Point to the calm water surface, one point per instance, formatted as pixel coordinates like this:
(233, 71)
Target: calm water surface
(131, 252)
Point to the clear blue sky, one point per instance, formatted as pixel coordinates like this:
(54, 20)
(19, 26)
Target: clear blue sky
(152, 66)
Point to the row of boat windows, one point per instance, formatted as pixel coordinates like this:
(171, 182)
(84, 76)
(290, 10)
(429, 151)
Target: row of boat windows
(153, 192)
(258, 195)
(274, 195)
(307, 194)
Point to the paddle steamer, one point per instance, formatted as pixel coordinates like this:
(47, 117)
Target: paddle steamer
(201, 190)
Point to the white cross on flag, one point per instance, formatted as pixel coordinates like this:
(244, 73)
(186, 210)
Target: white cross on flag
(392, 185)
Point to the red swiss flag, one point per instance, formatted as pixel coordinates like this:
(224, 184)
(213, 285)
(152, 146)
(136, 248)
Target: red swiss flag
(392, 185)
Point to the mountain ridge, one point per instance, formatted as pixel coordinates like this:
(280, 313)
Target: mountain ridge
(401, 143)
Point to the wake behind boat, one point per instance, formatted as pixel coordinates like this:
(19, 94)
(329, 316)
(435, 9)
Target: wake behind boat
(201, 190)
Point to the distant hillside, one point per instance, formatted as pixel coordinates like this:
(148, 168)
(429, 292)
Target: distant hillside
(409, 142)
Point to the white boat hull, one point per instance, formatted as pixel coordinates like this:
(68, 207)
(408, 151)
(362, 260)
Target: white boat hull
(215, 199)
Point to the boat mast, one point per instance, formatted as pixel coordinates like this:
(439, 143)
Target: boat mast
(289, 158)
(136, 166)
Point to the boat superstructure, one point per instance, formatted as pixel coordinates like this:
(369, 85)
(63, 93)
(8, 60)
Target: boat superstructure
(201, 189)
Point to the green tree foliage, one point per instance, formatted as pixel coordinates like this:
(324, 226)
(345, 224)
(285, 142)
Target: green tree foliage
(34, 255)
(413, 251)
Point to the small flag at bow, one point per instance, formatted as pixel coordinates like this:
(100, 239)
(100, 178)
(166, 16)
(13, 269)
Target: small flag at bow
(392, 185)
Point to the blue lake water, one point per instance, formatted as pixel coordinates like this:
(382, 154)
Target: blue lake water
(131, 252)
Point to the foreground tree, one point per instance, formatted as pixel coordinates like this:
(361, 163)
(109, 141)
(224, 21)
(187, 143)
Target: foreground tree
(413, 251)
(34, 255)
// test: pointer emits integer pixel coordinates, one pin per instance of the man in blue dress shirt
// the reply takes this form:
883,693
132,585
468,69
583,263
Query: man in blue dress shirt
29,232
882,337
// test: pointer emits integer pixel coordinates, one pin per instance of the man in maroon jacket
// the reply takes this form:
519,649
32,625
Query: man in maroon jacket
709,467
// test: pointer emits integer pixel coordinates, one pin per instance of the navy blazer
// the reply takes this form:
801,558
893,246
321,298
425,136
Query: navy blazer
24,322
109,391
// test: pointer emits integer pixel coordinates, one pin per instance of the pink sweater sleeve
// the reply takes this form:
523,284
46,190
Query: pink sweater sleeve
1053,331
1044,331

Task:
Nothing in the data may differ; print all of it exactly as written.

Expected output:
Point to the calm water surface, one point per instance, formatted as pixel coordinates like this:
(233, 71)
Target: calm water surface
(131, 252)
Point to the clear blue sky, one point per instance, formatted as pixel coordinates like this:
(54, 20)
(19, 26)
Target: clear blue sky
(152, 66)
Point to the row of boat windows, one point per instance, formatted as pixel coordinates like this:
(171, 182)
(84, 76)
(290, 10)
(429, 151)
Target: row of boat windows
(153, 192)
(258, 195)
(274, 195)
(307, 194)
Point to the paddle steamer, one point per instance, formatted as pixel coordinates like this:
(47, 117)
Target: paddle steamer
(201, 190)
Point to the white cross on flag, one point per instance, formatted as pixel coordinates like this:
(244, 73)
(186, 210)
Target: white cross on flag
(392, 185)
Point to the red swiss flag, one point per instance, formatted as pixel coordinates like this:
(224, 184)
(213, 285)
(152, 146)
(136, 248)
Target: red swiss flag
(392, 185)
Point to the mountain ridge, one point per instance, formatted as pixel coordinates like this:
(280, 313)
Target: mountain ridge
(401, 143)
Point to the wake behind boat, one point per instance, formatted as pixel coordinates like this:
(19, 94)
(329, 316)
(435, 9)
Target: wake behind boat
(201, 190)
Point to the distant hillside, one point per instance, formatted as pixel coordinates like this:
(148, 168)
(429, 292)
Target: distant hillside
(409, 142)
Point to the white boat hull, one point per instance, formatted as pixel coordinates like this:
(68, 207)
(408, 151)
(362, 260)
Target: white boat hull
(215, 199)
Point to the boat mast, one point per instance, formatted as pixel coordinates like this:
(439, 143)
Target: boat mast
(289, 158)
(136, 166)
Point to the boat superstructure, one point per instance, formatted as pixel coordinates like this:
(369, 85)
(63, 93)
(8, 60)
Target: boat superstructure
(201, 189)
Point to the green tree foliage, one point per instance, formatted as pixel coordinates like this:
(324, 226)
(345, 224)
(285, 142)
Target: green tree foliage
(34, 255)
(413, 251)
Point to the small flag at bow, one point per instance, formatted as pixel coordinates like this:
(100, 239)
(100, 178)
(166, 16)
(13, 269)
Target: small flag at bow
(392, 185)
Point to the blue lake water, one point per instance, formatted as pixel coordinates like this:
(382, 154)
Target: blue lake water
(131, 252)
Point to the foreground tree, one point per instance, formatted as pixel coordinates like this:
(361, 163)
(109, 141)
(224, 21)
(187, 143)
Target: foreground tree
(413, 251)
(34, 255)
// test: pointer emits integer pixel coordinates, one pin per instance of the man in blue dress shirt
// the reply takes this form:
883,693
132,585
468,69
583,263
Query: man in blue dress shirt
29,232
882,337
// test: pointer emits integer pixel coordinates, one pin per instance of the man in maroon jacket
// the reply takes this form:
519,649
32,625
Query: man in maroon jacket
709,467
// test: pointer emits integer pixel coordinates, one pin per instance of the navy blazer
// the reply takes this form:
801,558
893,246
321,298
425,136
Query: navy blazer
24,322
109,391
// test: pointer emits integer pixel coordinates, one pin per instance of the pink sweater sleeve
// the reply takes this form:
523,284
46,190
Query: pink sweater sleeve
1053,331
1044,331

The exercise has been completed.